Text:
Investors therefore want to know what is going to help inflation-proof their portfolios. There are a number of answers to this, one of which is through exposure to listed infrastructure funds. At first pass, this may seem unlikely, as these assets are seen as bond proxies because their returns are driven by dividend payments and the capital-intensive nature of many infrastructure projects makes them rate-sensitive.
This, in turn, is because rising rates increase debt-servicing charges – which, being capital-intensive, infrastructure projects can carry a lot of – along with discount rates, which impacts valuations by reducing the current value of future returns.
That is, however, only part of the story. The incomes of many infrastructure companies, such as those of toll roads or water utilities, are inflation-linked – offsetting the negative effects of rising rates. This is particularly the case for regulated utilities, where regulation, concession agreements or contracts link end-user charges to inflation.
It is, therefore, real rather than nominal rates that infrastructure investors need to watch. When inflation rises faster than rates – which is currently the case – infrastructure assets do well. That said, if central banks start to hike aggressively, and rates accelerate further than inflation, the reverse will happen. But there is no sign of this yet.

Stored rows:

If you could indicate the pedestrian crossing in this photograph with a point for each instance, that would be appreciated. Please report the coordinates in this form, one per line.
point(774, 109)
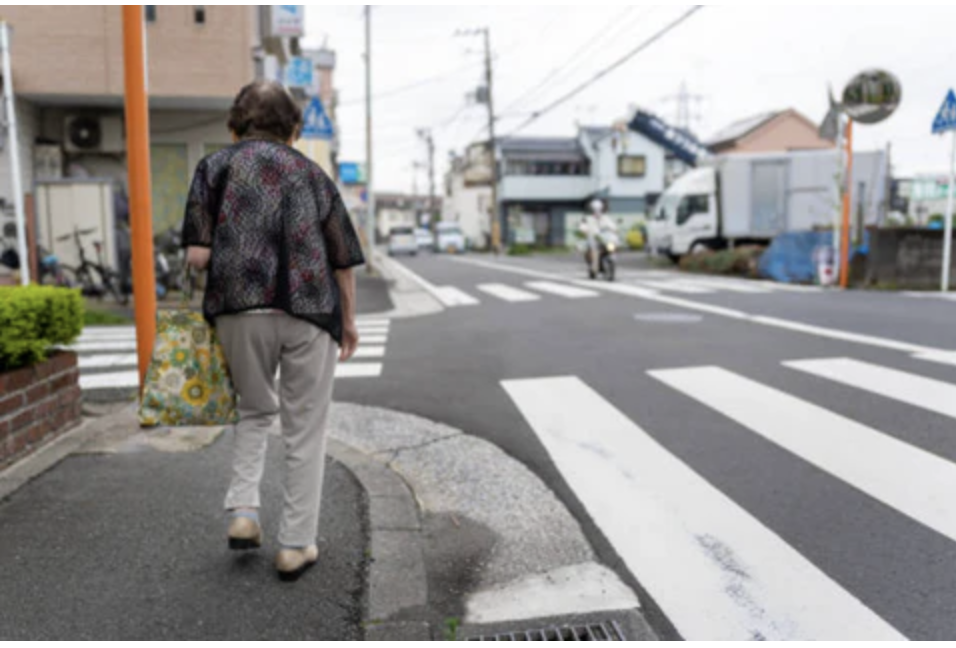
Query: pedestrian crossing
point(575, 289)
point(108, 362)
point(715, 569)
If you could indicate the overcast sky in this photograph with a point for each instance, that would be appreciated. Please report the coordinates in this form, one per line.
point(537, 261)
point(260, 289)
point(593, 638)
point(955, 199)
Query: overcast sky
point(741, 60)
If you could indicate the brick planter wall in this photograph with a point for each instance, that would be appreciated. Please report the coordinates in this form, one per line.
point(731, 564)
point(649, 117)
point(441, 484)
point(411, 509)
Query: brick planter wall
point(37, 404)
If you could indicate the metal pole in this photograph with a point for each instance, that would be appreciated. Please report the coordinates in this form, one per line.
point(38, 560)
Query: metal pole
point(489, 80)
point(841, 189)
point(948, 235)
point(141, 208)
point(14, 143)
point(369, 185)
point(848, 194)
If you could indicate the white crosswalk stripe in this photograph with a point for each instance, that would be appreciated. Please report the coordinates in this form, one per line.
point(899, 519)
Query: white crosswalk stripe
point(451, 297)
point(561, 290)
point(902, 476)
point(926, 393)
point(675, 286)
point(508, 293)
point(738, 580)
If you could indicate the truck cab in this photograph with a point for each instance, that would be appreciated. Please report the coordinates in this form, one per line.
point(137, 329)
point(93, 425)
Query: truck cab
point(686, 216)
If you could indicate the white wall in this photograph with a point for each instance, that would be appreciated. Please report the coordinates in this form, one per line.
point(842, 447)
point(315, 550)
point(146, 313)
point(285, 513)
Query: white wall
point(547, 188)
point(604, 165)
point(468, 206)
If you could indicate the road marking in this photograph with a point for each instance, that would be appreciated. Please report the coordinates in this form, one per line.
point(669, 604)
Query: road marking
point(925, 393)
point(716, 571)
point(836, 334)
point(125, 360)
point(99, 347)
point(922, 352)
point(358, 370)
point(562, 290)
point(728, 285)
point(508, 293)
point(115, 380)
point(913, 481)
point(370, 330)
point(451, 297)
point(675, 286)
point(370, 352)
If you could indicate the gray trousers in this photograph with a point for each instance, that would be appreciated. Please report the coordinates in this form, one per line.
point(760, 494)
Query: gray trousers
point(256, 345)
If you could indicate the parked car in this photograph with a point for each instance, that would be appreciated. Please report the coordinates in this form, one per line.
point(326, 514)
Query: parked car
point(449, 238)
point(401, 240)
point(426, 240)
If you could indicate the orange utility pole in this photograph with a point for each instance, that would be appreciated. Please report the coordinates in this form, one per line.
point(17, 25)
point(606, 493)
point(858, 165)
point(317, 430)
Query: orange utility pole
point(847, 195)
point(141, 208)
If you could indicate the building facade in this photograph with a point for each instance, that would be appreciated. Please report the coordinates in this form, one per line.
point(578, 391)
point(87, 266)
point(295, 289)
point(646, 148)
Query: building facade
point(773, 132)
point(68, 77)
point(546, 184)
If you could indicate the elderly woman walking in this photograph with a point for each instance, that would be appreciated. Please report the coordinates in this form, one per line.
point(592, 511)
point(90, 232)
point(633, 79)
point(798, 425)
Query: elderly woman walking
point(271, 229)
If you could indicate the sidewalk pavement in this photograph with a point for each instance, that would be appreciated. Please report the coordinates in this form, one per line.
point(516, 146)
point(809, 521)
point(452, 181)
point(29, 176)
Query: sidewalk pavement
point(427, 533)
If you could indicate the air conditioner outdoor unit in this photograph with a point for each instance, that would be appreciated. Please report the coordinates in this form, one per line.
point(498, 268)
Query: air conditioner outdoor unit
point(93, 134)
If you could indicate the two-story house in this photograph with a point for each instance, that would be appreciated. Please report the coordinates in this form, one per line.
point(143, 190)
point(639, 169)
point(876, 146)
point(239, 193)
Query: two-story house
point(68, 77)
point(545, 184)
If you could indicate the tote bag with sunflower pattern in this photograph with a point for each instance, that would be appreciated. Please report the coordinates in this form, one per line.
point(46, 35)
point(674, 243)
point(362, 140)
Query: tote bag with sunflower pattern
point(188, 382)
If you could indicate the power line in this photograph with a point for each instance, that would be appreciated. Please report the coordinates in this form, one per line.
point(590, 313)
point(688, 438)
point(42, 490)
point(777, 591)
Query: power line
point(603, 73)
point(557, 70)
point(386, 94)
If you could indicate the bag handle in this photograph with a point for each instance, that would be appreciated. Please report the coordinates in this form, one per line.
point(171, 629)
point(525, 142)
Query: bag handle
point(187, 286)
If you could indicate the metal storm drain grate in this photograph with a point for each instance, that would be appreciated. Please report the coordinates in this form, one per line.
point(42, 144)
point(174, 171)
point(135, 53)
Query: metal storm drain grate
point(610, 631)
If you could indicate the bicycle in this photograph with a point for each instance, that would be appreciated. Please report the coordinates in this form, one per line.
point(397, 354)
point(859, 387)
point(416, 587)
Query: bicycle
point(49, 269)
point(83, 274)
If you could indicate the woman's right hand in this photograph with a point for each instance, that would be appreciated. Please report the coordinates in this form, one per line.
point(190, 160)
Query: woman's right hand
point(350, 341)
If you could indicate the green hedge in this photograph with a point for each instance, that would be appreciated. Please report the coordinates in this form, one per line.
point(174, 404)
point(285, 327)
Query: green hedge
point(741, 261)
point(35, 318)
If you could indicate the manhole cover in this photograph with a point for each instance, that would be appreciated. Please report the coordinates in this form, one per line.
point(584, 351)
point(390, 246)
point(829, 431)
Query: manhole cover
point(609, 631)
point(669, 318)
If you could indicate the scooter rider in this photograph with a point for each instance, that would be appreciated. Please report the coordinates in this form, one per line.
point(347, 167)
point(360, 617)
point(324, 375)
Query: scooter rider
point(594, 226)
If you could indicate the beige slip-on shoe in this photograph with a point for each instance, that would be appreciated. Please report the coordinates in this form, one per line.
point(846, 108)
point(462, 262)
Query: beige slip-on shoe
point(292, 563)
point(244, 533)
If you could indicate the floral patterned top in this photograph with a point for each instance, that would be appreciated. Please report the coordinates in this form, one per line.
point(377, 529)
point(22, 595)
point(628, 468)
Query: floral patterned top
point(278, 230)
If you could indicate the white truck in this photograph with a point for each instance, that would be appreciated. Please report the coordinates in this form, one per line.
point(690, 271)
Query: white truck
point(741, 199)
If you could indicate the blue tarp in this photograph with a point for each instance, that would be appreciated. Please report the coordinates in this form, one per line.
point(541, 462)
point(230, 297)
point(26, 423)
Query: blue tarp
point(792, 257)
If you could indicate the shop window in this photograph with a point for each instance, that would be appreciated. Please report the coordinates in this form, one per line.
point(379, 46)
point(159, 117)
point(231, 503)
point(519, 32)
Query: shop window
point(631, 166)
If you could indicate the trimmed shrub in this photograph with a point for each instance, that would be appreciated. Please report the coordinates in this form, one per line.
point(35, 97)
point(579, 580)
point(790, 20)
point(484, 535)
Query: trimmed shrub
point(35, 318)
point(741, 261)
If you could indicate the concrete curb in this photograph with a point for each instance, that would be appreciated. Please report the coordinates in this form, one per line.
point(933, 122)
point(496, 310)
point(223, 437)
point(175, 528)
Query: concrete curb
point(397, 575)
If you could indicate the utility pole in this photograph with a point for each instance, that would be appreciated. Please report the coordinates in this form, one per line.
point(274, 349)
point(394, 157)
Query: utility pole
point(370, 216)
point(13, 141)
point(141, 205)
point(426, 135)
point(492, 145)
point(486, 96)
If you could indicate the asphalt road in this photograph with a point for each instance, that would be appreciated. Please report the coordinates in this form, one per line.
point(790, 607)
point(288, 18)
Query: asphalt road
point(132, 550)
point(786, 504)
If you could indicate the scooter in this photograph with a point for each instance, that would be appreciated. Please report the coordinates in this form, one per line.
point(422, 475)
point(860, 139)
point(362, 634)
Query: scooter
point(607, 260)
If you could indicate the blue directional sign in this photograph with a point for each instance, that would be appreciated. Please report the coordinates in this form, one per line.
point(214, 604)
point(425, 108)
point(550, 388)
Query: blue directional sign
point(317, 124)
point(946, 119)
point(298, 73)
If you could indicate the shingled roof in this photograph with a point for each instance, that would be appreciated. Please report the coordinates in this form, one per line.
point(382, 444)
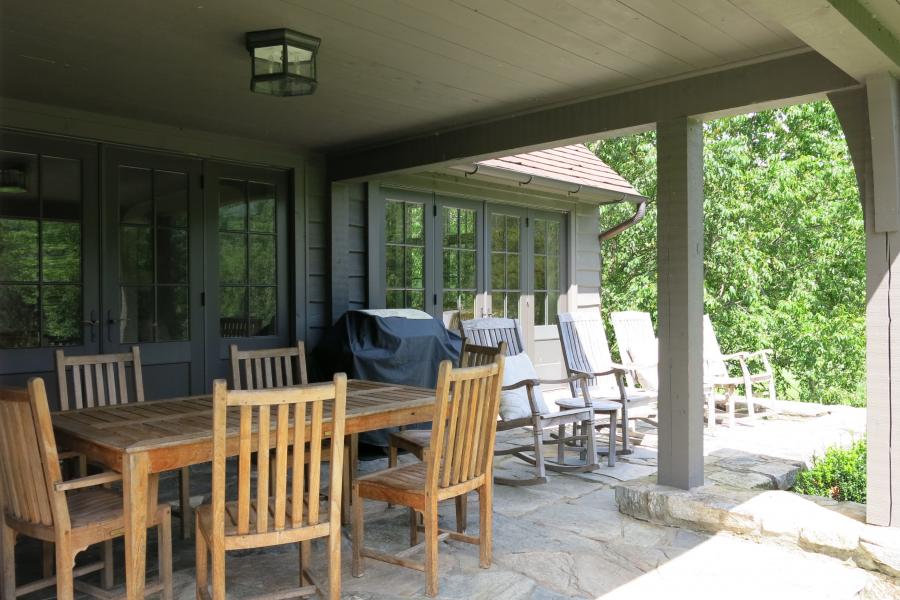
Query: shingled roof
point(573, 164)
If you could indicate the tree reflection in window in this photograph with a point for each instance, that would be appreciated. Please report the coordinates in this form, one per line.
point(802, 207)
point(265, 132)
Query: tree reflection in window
point(247, 259)
point(405, 253)
point(40, 253)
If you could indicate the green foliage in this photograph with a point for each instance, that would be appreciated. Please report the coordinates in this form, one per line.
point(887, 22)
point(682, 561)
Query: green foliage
point(784, 245)
point(839, 474)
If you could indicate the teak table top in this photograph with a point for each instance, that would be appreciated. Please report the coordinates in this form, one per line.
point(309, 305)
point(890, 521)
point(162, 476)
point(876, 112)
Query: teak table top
point(158, 425)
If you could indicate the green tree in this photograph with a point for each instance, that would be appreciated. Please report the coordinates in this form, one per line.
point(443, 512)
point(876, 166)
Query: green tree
point(784, 245)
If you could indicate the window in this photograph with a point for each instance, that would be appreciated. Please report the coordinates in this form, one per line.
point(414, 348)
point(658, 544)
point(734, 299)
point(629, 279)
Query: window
point(405, 254)
point(459, 260)
point(547, 252)
point(40, 253)
point(247, 259)
point(153, 257)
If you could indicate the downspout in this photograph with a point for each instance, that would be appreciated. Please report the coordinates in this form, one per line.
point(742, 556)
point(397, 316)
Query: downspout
point(636, 218)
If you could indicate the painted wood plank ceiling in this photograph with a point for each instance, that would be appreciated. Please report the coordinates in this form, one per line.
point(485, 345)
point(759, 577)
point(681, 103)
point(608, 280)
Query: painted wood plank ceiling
point(387, 68)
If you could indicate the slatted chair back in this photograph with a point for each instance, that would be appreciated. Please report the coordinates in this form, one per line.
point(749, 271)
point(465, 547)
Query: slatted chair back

To be done:
- a) In the passage on listed infrastructure and inflation, which kind of rates does it say infrastructure investors need to watch?
- b) Resume the passage on listed infrastructure and inflation, starting after its final sentence.

Results of the tasks:
- a) Real rates rather than nominal rates.

- b)
Infra and climate change
The second link between my richly-priced artisanal latte and the increasing interest in infrastructure is the impact of climate change. Regions growing coffee, cashews, avocados to shift due to climate change, warned a recent study. And while, in a world hungry for inflation-beating yield, the attraction of infrastructure is apparent, in a heating world, the need to link this to sustainable goals is becoming equally if not more so. Ageing infrastructure in advanced economies and structural change in emerging markets, such as rapid urbanisation, underpin this imperative.
Five years ago, the United Nations estimated $90trn (£66.69trn) would be needed over the coming 15 years for global infrastructure. To provide some context, that is more than the value of the whole current global infra stock – and there is an increasing acceptance this must be done in a sustainable fashion.
The persistent shortfall between this requirement and what is being met presents an investment opportunity. Investors are nevertheless underexposed to the asset class: OECD analysis from 2013 showed pension funds’ direct infrastructure allocations were less than 1%, and the ESG component considerably lower. That has undoubtedly grown over the past nine years – not least through the breakneck expansion of private asset markets – but I would hazard that investors’ underweights have been reduced, not erased.
Although ESG is increasingly influential, infrastructure is far from being a green asset class. Of the £74.8bn in assets in infrastructure mutual funds, ETFs and investment trusts, less than 10% (£7bn) is flagged as ethical. Nevertheless, that figure has increased from £1.7bn over the three years to December 2021, while ‘brown’ infrastructure assets have increased more slowly, from £42.4bn to £67.8bn. More and more investors are allocating to sustainable infrastructure, as large institutional investors increasingly adopt targets linked to UN sustainable development goals and Paris Agreement objectives.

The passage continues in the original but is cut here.